## Given request
Copy out every line of the listing below without changing a character, but leave out the picture.

## Materials provided
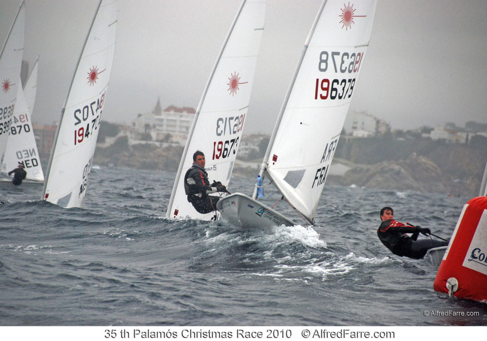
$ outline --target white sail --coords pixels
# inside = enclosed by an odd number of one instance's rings
[[[267,174],[309,222],[356,85],[375,6],[375,0],[323,2],[266,153]]]
[[[37,56],[36,61],[32,67],[30,74],[27,77],[24,86],[24,96],[27,104],[27,109],[30,114],[31,118],[34,114],[34,104],[36,101],[36,94],[37,93],[37,76],[38,72],[39,56]]]
[[[61,111],[43,198],[63,207],[80,207],[86,192],[113,63],[116,21],[116,2],[101,0]]]
[[[20,82],[19,77],[18,79]],[[28,80],[26,84],[28,83]],[[44,173],[30,116],[24,92],[22,87],[19,86],[17,88],[15,112],[13,116],[10,136],[7,143],[1,171],[7,173],[21,164],[27,172],[26,180],[42,182]]]
[[[204,153],[210,181],[230,181],[253,84],[265,16],[264,0],[244,0],[209,77],[176,174],[166,216],[209,220],[188,202],[184,174],[197,150]]]
[[[2,18],[2,19],[4,18]],[[0,53],[0,166],[3,163],[15,109],[24,49],[25,7],[20,3]]]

## Full response
$ outline --target white sail --coords pixels
# inside = enclosed by an odd number of one instance's rings
[[[267,174],[309,222],[356,85],[375,6],[375,0],[323,2],[266,153]]]
[[[37,56],[36,61],[32,67],[30,74],[27,77],[24,86],[24,96],[27,104],[27,109],[30,114],[31,118],[34,114],[34,104],[36,101],[36,94],[37,93],[37,76],[38,72],[39,56]]]
[[[61,111],[43,198],[63,207],[80,207],[86,192],[113,63],[116,21],[116,2],[101,0]]]
[[[20,82],[19,77],[18,79]],[[28,80],[26,84],[28,83]],[[44,173],[30,116],[24,92],[22,87],[19,86],[17,88],[15,112],[13,116],[10,136],[7,143],[1,171],[7,173],[21,164],[27,172],[26,180],[42,182]]]
[[[204,153],[210,181],[230,181],[253,84],[265,16],[264,0],[244,0],[209,77],[176,174],[166,216],[209,220],[188,202],[184,174],[197,150]]]
[[[2,18],[2,19],[4,18]],[[0,53],[0,166],[3,163],[15,109],[24,49],[25,7],[20,3]]]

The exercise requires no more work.